WHAT YOU NEED TO DO
Turn the material below into a numbered list with blank lines removed and the pictures left out.

Point annotation records
────────────────

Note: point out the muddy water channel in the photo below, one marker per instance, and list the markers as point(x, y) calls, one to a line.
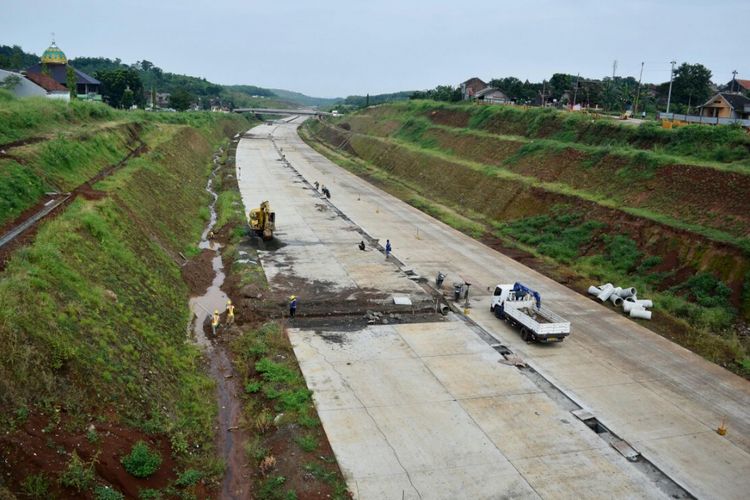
point(230, 438)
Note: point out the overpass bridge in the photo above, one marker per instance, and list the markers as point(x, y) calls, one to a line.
point(272, 111)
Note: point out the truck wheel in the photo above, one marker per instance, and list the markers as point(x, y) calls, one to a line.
point(525, 334)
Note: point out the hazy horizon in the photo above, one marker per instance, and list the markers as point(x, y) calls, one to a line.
point(335, 48)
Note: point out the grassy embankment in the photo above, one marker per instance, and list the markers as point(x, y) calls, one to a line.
point(94, 311)
point(663, 210)
point(286, 447)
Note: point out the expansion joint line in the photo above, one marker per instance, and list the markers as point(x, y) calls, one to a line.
point(367, 411)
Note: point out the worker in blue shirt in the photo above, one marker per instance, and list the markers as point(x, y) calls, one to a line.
point(292, 306)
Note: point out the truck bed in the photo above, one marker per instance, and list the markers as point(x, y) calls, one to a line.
point(541, 321)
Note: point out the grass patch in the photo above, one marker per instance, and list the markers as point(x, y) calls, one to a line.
point(142, 461)
point(77, 475)
point(307, 442)
point(36, 486)
point(107, 493)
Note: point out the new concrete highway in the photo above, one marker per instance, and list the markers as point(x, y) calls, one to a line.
point(431, 410)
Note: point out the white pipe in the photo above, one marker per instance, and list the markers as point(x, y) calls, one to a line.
point(627, 306)
point(638, 312)
point(606, 293)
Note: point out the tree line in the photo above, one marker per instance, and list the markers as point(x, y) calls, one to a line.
point(691, 87)
point(125, 85)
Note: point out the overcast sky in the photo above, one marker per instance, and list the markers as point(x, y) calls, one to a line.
point(331, 48)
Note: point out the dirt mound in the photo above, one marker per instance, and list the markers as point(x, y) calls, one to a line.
point(198, 272)
point(44, 445)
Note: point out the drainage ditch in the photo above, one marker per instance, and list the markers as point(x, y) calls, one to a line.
point(230, 437)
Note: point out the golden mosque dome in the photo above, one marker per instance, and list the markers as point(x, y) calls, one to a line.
point(53, 55)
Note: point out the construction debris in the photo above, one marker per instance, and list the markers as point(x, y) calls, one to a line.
point(627, 298)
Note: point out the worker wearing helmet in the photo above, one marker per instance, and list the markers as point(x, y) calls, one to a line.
point(292, 306)
point(215, 321)
point(230, 312)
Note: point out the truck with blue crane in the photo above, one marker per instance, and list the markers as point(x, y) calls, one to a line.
point(522, 308)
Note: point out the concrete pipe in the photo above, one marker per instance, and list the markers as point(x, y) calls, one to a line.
point(639, 312)
point(616, 300)
point(627, 306)
point(606, 293)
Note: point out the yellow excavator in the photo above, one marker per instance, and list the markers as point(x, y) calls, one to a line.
point(262, 221)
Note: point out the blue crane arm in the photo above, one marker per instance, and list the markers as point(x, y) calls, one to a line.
point(521, 288)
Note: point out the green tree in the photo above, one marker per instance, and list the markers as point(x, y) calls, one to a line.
point(560, 83)
point(180, 99)
point(127, 98)
point(71, 82)
point(116, 81)
point(10, 82)
point(692, 84)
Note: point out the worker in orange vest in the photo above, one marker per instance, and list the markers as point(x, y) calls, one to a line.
point(230, 312)
point(215, 321)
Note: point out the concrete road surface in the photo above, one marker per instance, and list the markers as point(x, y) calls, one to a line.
point(663, 400)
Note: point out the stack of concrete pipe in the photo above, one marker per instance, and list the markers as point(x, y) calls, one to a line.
point(623, 297)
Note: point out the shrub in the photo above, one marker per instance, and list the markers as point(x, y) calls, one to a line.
point(253, 386)
point(142, 462)
point(188, 478)
point(36, 486)
point(308, 442)
point(267, 464)
point(149, 494)
point(263, 421)
point(107, 493)
point(77, 475)
point(706, 290)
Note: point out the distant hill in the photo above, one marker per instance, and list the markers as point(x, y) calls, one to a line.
point(305, 100)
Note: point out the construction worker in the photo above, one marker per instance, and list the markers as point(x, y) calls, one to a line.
point(292, 306)
point(230, 312)
point(215, 321)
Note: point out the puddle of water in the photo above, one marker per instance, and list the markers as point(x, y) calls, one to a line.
point(220, 368)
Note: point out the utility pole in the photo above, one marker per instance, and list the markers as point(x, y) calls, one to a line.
point(671, 78)
point(638, 92)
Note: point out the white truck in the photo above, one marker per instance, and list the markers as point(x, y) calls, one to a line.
point(522, 308)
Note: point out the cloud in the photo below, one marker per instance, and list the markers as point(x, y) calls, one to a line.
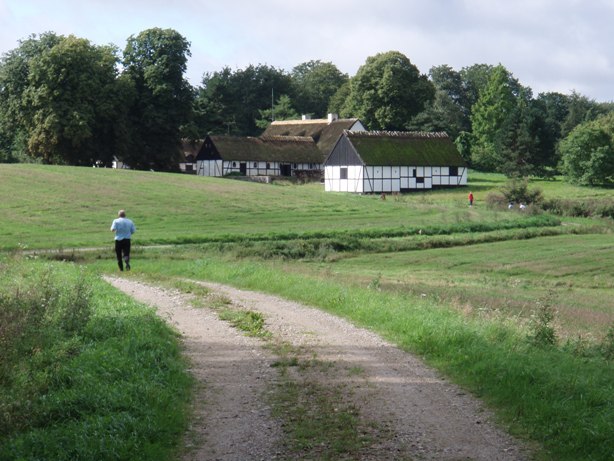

────────────────

EXERCISE RESULT
1. Note: point out the muddy water channel in the photo below, one marker per instance, and list the markers as point(x, y) calls, one to a line.
2. point(230, 438)
3. Note: point out the overpass bridge in the photo above, one marker per instance, and list the markers as point(x, y) calls, one to a line.
4. point(272, 111)
5. Note: point out the truck wheel in the photo above, one marker per instance, and list the markers as point(x, y) calls, one to a line.
6. point(525, 334)
7. Note: point out the hazy horizon in the photo above, one marker per instance, and list the markers as point(x, y) calls, one to a line.
8. point(335, 48)
9. Note: point out the grassy embankment in the photo above, one marker per instance, and list the markers as point(x, y) calls, one to a line.
10. point(94, 311)
11. point(663, 210)
12. point(286, 447)
13. Note: point out the expansion joint line in the photo above, one marker per instance, and list the markers as point(x, y) calls, one to a line.
14. point(367, 411)
15. Note: point out the worker in blue shirt in the photo above, one marker per instance, and list the markers as point(x, y) calls, one to a line.
16. point(292, 306)
17. Note: point out the truck bed in the photo above, one marker per instance, and list the markers as point(x, y) calls, one to a line.
18. point(541, 321)
19. Note: point out the grass patch in the photo above, one marker per instance, and list the markers as point(x, y) calls, one to a line.
20. point(142, 461)
21. point(77, 475)
22. point(307, 442)
23. point(36, 486)
24. point(107, 493)
25. Note: point out the new concrete highway in the photo above, one marker per instance, and list the markers as point(x, y) calls, one to a line.
26. point(431, 410)
27. Note: point out the white pipe in the photo above, one marker per instance, and list the markers as point(x, y) calls, one to a line.
28. point(627, 306)
29. point(638, 312)
30. point(606, 293)
31. Note: point out the tree line in the photo above, one marker per instance, and list the markers as point(x, y) calls, one to a line.
32. point(691, 87)
33. point(125, 85)
34. Note: point out the overcast sky in the photo above, one marker per instance, and list the markers as point(x, y) calls, one to a line.
35. point(331, 48)
36. Note: point out the dirt mound in the photo above, one marker per instance, and list the markers as point(x, y) calls, one to a line.
37. point(198, 272)
38. point(44, 445)
39. Note: point out the drainage ditch in the photo above, one marker per instance, and list the markers as point(x, y) calls, one to a line.
40. point(230, 437)
41. Note: point out the golden mosque dome in the photo above, one marker per instance, and list the markers as point(x, y) calls, one to a line.
42. point(53, 55)
43. Note: point out the construction debris in the photo above, one marker per instance, and list the markers as point(x, y) calls, one to a line.
44. point(627, 298)
45. Note: point out the worker wearing helmet in the photo above, one marker per instance, and list the markers as point(x, y) calls, one to a line.
46. point(292, 306)
47. point(215, 321)
48. point(230, 312)
49. Note: point out the truck with blue crane in the photo above, one marker per instance, and list the markers as point(x, y) calls, one to a line.
50. point(522, 308)
51. Note: point out the concrete pipe in the photo above, one marker per instance, and list the markers as point(x, y) calls, one to a line.
52. point(639, 312)
53. point(616, 300)
54. point(627, 306)
55. point(606, 293)
56. Note: point out the yellow excavator in the photo above, one marker per instance, and list the markers as point(x, y) calls, one to a line.
57. point(262, 221)
58. Note: point out the blue crane arm in the photo above, one marker per instance, and list the markers as point(x, y) calls, one to a line.
59. point(521, 288)
60. Note: point out the green tree in the photo above, one marker per instance, and list the markers as point(x, y) calls, one to a line.
61. point(560, 83)
62. point(180, 99)
63. point(127, 98)
64. point(71, 82)
65. point(116, 81)
66. point(10, 82)
67. point(692, 84)
68. Note: point out the worker in orange vest in the photo above, one marker per instance, and list the markers as point(x, y) calls, one to a line.
69. point(230, 312)
70. point(215, 321)
71. Note: point out the concrete road surface in the photo above, one marker per instance, and list the markers as point(x, y) calls, one to a line.
72. point(663, 400)
73. Note: point out the stack of concrete pipe in the photo above, one marker per instance, and list the markers as point(x, y) calls, one to a line.
74. point(623, 297)
75. Note: point out the shrub in the photo above, one marker per instance, and list the markers as point(x, y) calls, one to a line.
76. point(253, 386)
77. point(142, 462)
78. point(188, 478)
79. point(36, 486)
80. point(308, 442)
81. point(267, 464)
82. point(149, 494)
83. point(263, 421)
84. point(107, 493)
85. point(77, 475)
86. point(706, 290)
87. Note: point out the distant hill in the photo above, one marker per instance, and list the markers as point(x, y) calls, one to a line.
88. point(305, 100)
89. Note: point out the construction worker in the photo above, one marker per instance, and list the markers as point(x, y) calls, one to a line.
90. point(292, 306)
91. point(230, 312)
92. point(215, 321)
93. Note: point out the puddle of water in the photo above, one marker per instance, and list the markers as point(x, y) calls, one to a line.
94. point(220, 368)
95. Note: point out the utility pole in the photo above, one marker per instance, and list the markers as point(x, y) calls, one to a line.
96. point(671, 78)
97. point(638, 92)
98. Note: point out the white truck in the photo above, one marker per instance, and list the markers as point(x, y) calls, one to a line.
99. point(522, 308)
100. Note: point out the cloud in the photo below, one marker per instance, and list the markers as point(x, y) calls, one to a line.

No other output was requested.